Direction → Write out each entry, exactly the way it appears.

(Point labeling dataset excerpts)
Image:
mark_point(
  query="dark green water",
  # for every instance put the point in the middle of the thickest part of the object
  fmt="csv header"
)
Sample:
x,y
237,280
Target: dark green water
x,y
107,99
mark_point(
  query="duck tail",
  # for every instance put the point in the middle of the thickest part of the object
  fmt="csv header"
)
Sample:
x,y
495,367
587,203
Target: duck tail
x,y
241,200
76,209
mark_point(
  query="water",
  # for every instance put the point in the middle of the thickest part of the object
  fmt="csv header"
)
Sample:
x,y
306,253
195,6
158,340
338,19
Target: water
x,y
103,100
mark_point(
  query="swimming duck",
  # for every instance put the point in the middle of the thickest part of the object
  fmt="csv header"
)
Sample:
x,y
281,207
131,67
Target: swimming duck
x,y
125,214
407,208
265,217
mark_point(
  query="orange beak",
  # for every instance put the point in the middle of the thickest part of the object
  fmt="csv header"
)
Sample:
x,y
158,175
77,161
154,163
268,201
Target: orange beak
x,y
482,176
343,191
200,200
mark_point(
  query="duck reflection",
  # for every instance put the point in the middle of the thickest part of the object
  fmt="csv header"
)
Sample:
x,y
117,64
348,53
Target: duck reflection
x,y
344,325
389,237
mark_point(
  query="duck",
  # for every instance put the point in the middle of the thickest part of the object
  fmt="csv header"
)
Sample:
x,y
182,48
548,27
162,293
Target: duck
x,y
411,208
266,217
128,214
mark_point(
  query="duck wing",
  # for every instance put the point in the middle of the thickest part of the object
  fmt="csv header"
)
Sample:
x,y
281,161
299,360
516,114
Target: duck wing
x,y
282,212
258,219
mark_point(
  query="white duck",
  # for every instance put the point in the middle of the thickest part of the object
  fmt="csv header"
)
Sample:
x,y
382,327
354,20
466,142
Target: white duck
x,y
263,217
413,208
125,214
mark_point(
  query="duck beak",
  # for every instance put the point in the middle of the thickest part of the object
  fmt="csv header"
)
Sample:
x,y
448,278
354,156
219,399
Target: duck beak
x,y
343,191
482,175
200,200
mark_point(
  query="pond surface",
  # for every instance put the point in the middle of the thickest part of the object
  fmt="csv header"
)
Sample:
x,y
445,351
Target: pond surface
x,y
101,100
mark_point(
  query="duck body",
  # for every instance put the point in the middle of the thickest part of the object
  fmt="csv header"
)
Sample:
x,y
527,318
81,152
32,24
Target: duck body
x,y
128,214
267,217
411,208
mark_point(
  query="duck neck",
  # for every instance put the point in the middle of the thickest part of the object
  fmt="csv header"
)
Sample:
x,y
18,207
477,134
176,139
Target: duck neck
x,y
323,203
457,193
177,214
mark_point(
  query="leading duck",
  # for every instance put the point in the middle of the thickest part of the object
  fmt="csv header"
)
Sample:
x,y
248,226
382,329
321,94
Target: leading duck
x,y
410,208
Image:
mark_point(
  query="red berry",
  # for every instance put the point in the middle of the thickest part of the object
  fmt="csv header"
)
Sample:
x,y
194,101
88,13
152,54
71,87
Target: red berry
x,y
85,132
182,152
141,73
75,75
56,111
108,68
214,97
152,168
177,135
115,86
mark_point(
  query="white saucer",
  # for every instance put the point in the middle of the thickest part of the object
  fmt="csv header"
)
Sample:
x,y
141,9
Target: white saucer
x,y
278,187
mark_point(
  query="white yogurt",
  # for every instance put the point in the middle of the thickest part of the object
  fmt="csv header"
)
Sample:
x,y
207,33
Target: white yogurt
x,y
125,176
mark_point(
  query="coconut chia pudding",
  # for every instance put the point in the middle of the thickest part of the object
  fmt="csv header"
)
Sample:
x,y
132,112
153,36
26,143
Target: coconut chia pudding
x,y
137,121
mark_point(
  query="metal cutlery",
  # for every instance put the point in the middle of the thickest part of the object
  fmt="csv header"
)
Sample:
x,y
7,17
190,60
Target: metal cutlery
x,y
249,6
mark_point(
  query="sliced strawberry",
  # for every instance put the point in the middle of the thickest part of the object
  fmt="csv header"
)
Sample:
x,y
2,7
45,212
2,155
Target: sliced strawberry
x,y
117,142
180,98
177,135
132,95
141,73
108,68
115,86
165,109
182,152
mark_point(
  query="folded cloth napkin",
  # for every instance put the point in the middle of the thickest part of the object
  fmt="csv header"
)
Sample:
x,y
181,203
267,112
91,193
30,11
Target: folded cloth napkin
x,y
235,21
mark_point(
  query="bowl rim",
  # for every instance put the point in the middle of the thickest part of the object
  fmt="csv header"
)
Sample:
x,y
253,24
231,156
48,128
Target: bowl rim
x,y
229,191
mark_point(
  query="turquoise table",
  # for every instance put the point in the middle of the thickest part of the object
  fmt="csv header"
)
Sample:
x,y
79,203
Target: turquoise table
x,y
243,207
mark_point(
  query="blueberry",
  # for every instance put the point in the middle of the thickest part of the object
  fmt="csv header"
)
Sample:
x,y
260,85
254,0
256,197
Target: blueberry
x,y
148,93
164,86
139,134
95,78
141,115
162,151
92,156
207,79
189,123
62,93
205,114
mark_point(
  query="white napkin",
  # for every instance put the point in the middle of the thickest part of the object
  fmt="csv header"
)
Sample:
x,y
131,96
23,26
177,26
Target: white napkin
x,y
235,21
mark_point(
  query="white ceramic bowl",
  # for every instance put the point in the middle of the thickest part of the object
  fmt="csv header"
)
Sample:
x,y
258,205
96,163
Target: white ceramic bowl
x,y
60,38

Written response →
Image:
mark_point(
  query="dark green water",
  # for every instance put the point in the middle of the thickest part of the object
  fmt="csv header"
)
Sample:
x,y
237,280
Target: dark green water
x,y
107,99
mark_point(
  query="duck tail",
  # for every instance put the point in the middle of the thickest part of the object
  fmt="csv header"
)
Sample:
x,y
495,367
587,203
Target: duck tail
x,y
241,200
76,209
mark_point(
  query="water",
  # for every instance put the point in the middle of the thickest part of the object
  fmt="csv header"
)
Sample:
x,y
306,253
195,6
158,340
338,19
Target: water
x,y
103,100
mark_point(
  query="swimming duck",
  # for every instance put the point in the middle of the thickest part of the object
  fmt="csv header"
)
Sample:
x,y
281,207
131,67
Target: swimming duck
x,y
125,214
407,208
265,217
mark_point(
  query="orange beak",
  # for every instance put the point in the middle of the thickest part of the object
  fmt="csv header"
)
Sample:
x,y
158,175
77,161
154,163
268,201
Target: orange beak
x,y
482,176
343,191
200,200
mark_point(
  query="duck reflection",
  # for every instance put the point in the middle of the thickest part of the object
  fmt="csv header"
)
Sample:
x,y
117,64
348,53
Target: duck reflection
x,y
344,325
389,237
mark_point(
  query="duck",
  # for every instance put the point in the middle of the thickest part of the object
  fmt="csv header"
)
Sample:
x,y
182,48
548,27
162,293
Target: duck
x,y
411,208
266,217
128,214
mark_point(
  query="duck wing",
  # for every instance put the point in the middle of the thickest part of the object
  fmt="csv header"
)
Sample:
x,y
281,161
299,360
516,114
Target: duck wing
x,y
282,212
258,219
mark_point(
  query="white duck",
  # for every instance put the point in the middle of the thickest part of the object
  fmt="csv header"
)
Sample:
x,y
382,327
354,20
466,142
Target: white duck
x,y
263,217
413,208
125,214
mark_point(
  query="duck beak",
  # for every instance put the point in the middle of the thickest part of the object
  fmt="csv header"
)
Sample:
x,y
448,278
354,156
219,399
Target: duck beak
x,y
343,191
482,175
200,200
mark_point(
  query="pond surface",
  # for every instance put the point in the middle of the thickest part of the object
  fmt="csv header"
)
Sample:
x,y
445,351
Target: pond surface
x,y
101,100
mark_point(
  query="duck body",
  # for every instance put the point in the middle of the thickest part of the object
  fmt="csv header"
)
Sample:
x,y
527,318
81,152
32,24
Target: duck body
x,y
128,214
267,217
411,208
mark_point(
  query="duck neck",
  # for every instance put the point in the middle of the thickest part of the object
  fmt="csv header"
)
Sample:
x,y
18,207
477,134
176,139
Target: duck neck
x,y
323,203
457,193
177,214
mark_point(
  query="leading duck",
  # for every instance put the point in the middle of the thickest part of the object
  fmt="csv header"
)
Sample:
x,y
248,226
382,329
321,94
Target: leading duck
x,y
410,208
Image:
mark_point(
  query="red berry",
  # for every instance put the point in the middle of the thickest part of the object
  fmt="csv header"
)
Sample:
x,y
194,101
88,13
152,54
71,87
Target: red berry
x,y
85,132
182,152
141,73
75,75
56,111
108,68
214,97
152,168
177,135
115,86
mark_point(
  query="white saucer",
  # for every instance put the point in the middle of the thickest part of the object
  fmt="csv header"
)
Sample:
x,y
141,9
Target: white saucer
x,y
278,187
mark_point(
  query="white yogurt",
  # for every instance put the point in the middle of the thickest part of the object
  fmt="csv header"
)
Sample:
x,y
207,33
Target: white yogurt
x,y
125,176
mark_point(
  query="coconut chia pudding",
  # for every instance put the point in the middle of the thickest part of the object
  fmt="csv header"
)
Sample:
x,y
132,112
153,36
26,143
Target: coconut chia pudding
x,y
137,121
mark_point(
  query="metal cutlery",
  # for every instance put the point in the middle of the thickest part of the object
  fmt="csv header"
)
Sample:
x,y
7,17
190,60
Target: metal cutlery
x,y
249,6
mark_point(
  query="sliced strawberry",
  # for every instance put the point in the middle of the thickest part of the object
  fmt="csv header"
)
Sample:
x,y
2,7
45,212
2,155
Target: sliced strawberry
x,y
117,142
180,98
177,135
132,95
141,73
108,68
115,86
165,109
182,152
mark_point(
  query="folded cloth napkin",
  # for every instance put the point in the middle of the thickest part of the object
  fmt="csv header"
)
Sample:
x,y
181,203
267,112
91,193
30,11
Target: folded cloth napkin
x,y
235,21
mark_point(
  query="bowl rim",
  # for every instance put the point in the middle of the thickest part of the object
  fmt="csv header"
)
Sample:
x,y
253,24
231,156
48,128
Target: bowl rim
x,y
229,191
mark_point(
  query="turquoise table",
  # for every instance put the point in the middle of the thickest part of the object
  fmt="csv header"
)
Sample:
x,y
79,203
Target: turquoise table
x,y
243,207
mark_point(
  query="blueberry",
  # for every instance put the point in the middle of the thickest part of the object
  fmt="csv header"
)
Sample:
x,y
260,85
254,0
256,197
Target: blueberry
x,y
148,93
164,86
139,134
95,78
141,115
162,151
92,156
207,79
189,123
62,93
205,114
mark_point(
  query="white napkin",
  # for every instance put the point in the middle of the thickest part of the object
  fmt="csv header"
)
Sample:
x,y
131,96
23,26
177,26
Target: white napkin
x,y
235,21
mark_point(
  query="white ceramic bowl",
  # for every instance put the point in the middle of the thickest part of the object
  fmt="csv header"
)
Sample:
x,y
258,205
96,163
Target: white ceramic bowl
x,y
60,38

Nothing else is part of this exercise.